WRITTEN TASK: Reproduce the data word for word from its first line through the line containing "[0,0,400,265]", including both ends, and omit the pictures.

== RECORDS PROVIDED

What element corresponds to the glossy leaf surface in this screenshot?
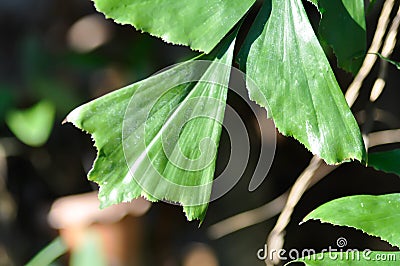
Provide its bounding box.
[239,0,365,164]
[67,34,234,220]
[311,0,367,74]
[94,0,255,53]
[304,193,400,247]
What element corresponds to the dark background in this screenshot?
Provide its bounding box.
[0,0,400,265]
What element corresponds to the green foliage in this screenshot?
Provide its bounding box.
[314,0,366,74]
[67,34,235,220]
[6,100,55,147]
[368,149,400,176]
[304,193,400,247]
[67,0,366,220]
[240,0,365,164]
[25,237,67,266]
[94,0,255,53]
[69,230,107,266]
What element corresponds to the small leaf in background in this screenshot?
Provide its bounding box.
[94,0,255,53]
[304,193,400,247]
[239,0,366,164]
[70,230,107,266]
[368,149,400,176]
[286,250,400,266]
[66,33,236,220]
[309,0,367,74]
[6,100,55,147]
[25,237,68,266]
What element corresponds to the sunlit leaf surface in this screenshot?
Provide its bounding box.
[94,0,255,53]
[304,193,400,247]
[309,0,367,74]
[67,34,234,220]
[239,0,365,164]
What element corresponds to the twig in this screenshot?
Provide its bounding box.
[265,0,394,266]
[345,0,394,106]
[369,3,400,102]
[208,191,289,239]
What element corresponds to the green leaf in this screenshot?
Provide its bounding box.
[368,149,400,176]
[309,0,367,74]
[66,33,236,220]
[304,194,400,247]
[239,0,366,164]
[69,230,107,266]
[94,0,255,53]
[6,100,56,147]
[375,53,400,70]
[25,237,68,266]
[286,250,400,266]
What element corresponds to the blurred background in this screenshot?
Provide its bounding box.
[0,0,400,266]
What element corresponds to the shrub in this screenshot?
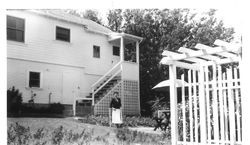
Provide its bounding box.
[116,128,168,145]
[7,86,23,113]
[82,115,155,127]
[7,123,31,145]
[22,103,64,115]
[52,126,65,145]
[48,103,65,114]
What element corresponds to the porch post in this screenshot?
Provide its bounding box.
[169,64,178,145]
[199,66,207,144]
[120,36,124,61]
[136,41,139,64]
[120,36,124,115]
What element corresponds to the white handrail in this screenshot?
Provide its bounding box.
[92,69,122,105]
[96,81,122,105]
[94,70,122,94]
[91,61,122,88]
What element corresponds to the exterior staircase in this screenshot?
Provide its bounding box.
[76,62,122,116]
[86,76,121,104]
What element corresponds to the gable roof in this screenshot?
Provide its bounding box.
[28,9,112,34]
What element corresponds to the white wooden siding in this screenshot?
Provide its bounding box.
[7,59,85,104]
[7,11,119,74]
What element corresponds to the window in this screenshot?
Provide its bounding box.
[7,16,24,42]
[113,46,120,56]
[29,71,41,88]
[56,26,70,42]
[93,45,100,58]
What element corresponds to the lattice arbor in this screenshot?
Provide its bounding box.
[161,40,242,145]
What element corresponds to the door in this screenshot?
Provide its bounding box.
[62,71,80,104]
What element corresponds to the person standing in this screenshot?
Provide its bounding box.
[109,92,122,128]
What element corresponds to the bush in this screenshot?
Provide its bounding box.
[82,115,156,127]
[7,86,23,114]
[116,128,169,145]
[7,123,31,145]
[22,103,64,115]
[7,123,95,145]
[48,103,64,114]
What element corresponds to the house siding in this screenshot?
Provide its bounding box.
[7,11,119,75]
[7,10,139,115]
[7,59,86,104]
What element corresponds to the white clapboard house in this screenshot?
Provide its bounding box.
[6,10,142,116]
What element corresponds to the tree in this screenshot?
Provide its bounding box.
[108,9,234,115]
[83,9,102,25]
[65,9,103,25]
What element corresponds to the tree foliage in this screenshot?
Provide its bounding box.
[83,9,102,24]
[108,9,234,115]
[107,9,123,32]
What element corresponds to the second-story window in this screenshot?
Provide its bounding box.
[56,26,70,42]
[93,45,100,58]
[29,71,41,88]
[7,16,25,42]
[113,46,120,56]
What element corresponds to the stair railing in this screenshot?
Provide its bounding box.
[91,61,122,105]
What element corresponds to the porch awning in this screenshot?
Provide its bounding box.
[152,79,187,91]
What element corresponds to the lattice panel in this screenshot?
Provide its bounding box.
[123,80,140,115]
[94,80,140,115]
[94,82,122,115]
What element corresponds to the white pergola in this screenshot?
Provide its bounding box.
[160,40,242,145]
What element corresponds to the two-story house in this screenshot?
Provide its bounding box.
[7,10,142,115]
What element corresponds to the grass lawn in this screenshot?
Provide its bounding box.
[7,118,169,145]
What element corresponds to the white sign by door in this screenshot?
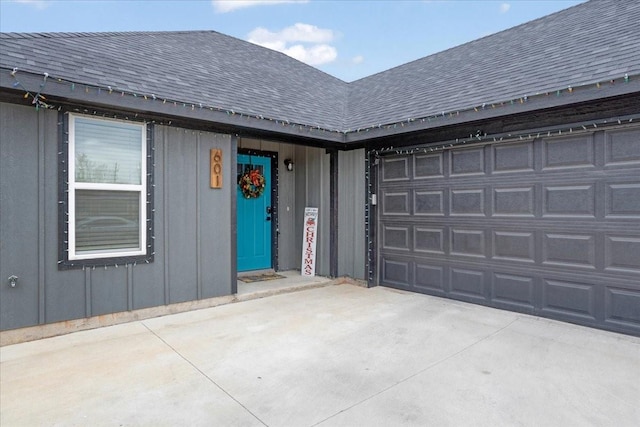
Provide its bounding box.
[300,208,318,277]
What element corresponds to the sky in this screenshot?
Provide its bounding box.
[0,0,583,82]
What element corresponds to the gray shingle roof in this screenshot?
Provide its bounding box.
[0,31,347,129]
[0,0,640,137]
[345,0,640,129]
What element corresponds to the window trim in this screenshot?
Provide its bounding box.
[58,112,154,269]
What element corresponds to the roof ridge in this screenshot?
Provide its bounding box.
[0,30,220,39]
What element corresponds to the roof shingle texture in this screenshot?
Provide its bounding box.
[0,0,640,131]
[345,0,640,129]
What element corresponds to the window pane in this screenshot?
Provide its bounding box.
[75,117,143,184]
[76,190,140,253]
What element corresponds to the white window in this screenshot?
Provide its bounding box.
[68,114,147,261]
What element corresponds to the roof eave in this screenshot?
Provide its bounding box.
[344,78,640,145]
[0,69,344,145]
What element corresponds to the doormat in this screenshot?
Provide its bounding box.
[238,273,285,283]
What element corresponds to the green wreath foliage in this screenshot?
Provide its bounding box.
[238,169,265,199]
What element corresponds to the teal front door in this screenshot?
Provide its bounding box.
[236,154,272,271]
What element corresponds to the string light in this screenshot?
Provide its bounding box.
[10,67,640,136]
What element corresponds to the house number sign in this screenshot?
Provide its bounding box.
[210,149,222,188]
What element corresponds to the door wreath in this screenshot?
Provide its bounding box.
[238,169,265,199]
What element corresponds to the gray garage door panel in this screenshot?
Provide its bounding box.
[378,127,640,335]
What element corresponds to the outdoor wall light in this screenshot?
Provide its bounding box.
[284,159,293,172]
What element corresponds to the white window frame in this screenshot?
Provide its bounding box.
[67,113,148,261]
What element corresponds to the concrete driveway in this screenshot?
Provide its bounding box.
[0,285,640,427]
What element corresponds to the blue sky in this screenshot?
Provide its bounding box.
[0,0,582,81]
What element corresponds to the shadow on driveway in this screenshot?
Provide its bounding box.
[0,285,640,427]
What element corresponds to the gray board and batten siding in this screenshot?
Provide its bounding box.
[238,138,366,280]
[378,125,640,335]
[0,103,236,330]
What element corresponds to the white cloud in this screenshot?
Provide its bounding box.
[14,0,49,10]
[247,23,338,65]
[211,0,308,13]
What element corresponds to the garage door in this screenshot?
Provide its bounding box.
[377,127,640,335]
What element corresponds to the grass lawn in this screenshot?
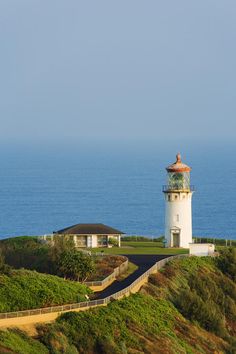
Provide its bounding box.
[91,241,189,254]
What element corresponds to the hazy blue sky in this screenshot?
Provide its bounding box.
[0,0,236,142]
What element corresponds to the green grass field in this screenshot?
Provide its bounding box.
[91,241,189,254]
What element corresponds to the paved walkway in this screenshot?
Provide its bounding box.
[95,254,169,300]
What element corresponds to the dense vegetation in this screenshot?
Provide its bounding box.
[0,236,125,281]
[0,269,91,312]
[0,250,236,354]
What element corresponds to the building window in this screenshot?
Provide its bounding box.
[175,214,179,222]
[97,235,107,247]
[76,236,87,247]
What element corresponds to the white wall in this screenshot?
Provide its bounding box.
[165,192,192,248]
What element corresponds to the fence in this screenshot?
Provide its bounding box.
[0,254,189,325]
[84,258,129,288]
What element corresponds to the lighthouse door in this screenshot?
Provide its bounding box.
[172,232,179,247]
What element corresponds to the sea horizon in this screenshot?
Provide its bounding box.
[0,141,236,239]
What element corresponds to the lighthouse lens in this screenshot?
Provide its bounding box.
[168,172,190,190]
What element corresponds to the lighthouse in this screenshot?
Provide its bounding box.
[163,154,194,248]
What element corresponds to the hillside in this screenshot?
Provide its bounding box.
[0,250,236,354]
[0,269,91,312]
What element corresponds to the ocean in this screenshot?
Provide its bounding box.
[0,141,236,239]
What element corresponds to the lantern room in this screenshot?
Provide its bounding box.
[164,153,192,191]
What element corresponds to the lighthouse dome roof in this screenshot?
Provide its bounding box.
[166,153,191,172]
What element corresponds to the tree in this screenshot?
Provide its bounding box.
[49,235,75,275]
[59,250,94,282]
[216,247,236,281]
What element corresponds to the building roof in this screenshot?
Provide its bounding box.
[166,153,191,172]
[54,224,124,235]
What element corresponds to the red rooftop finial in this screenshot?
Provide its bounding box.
[166,153,191,173]
[176,152,181,163]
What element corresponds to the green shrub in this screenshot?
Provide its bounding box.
[0,269,91,312]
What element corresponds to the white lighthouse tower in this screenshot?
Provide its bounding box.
[163,154,193,248]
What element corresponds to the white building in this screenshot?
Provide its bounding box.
[163,154,193,248]
[43,224,124,248]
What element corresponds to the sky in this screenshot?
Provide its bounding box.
[0,0,236,144]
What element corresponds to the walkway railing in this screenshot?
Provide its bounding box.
[84,257,129,286]
[0,254,189,320]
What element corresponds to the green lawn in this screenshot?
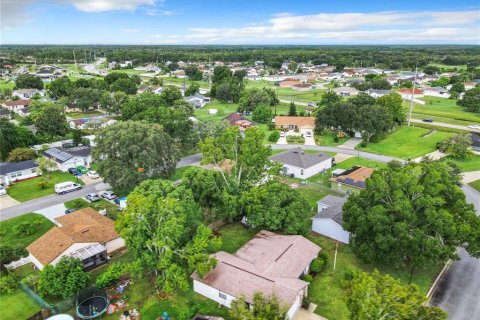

====

THE RESULT:
What element corresponds to the glossy leaf surface in this screenshot?
Provide its bounding box.
[239,0,365,164]
[67,34,234,220]
[311,0,367,74]
[94,0,255,53]
[304,193,400,247]
What element corresponds to the dark background in this screenshot?
Provide its bounding box.
[0,0,400,265]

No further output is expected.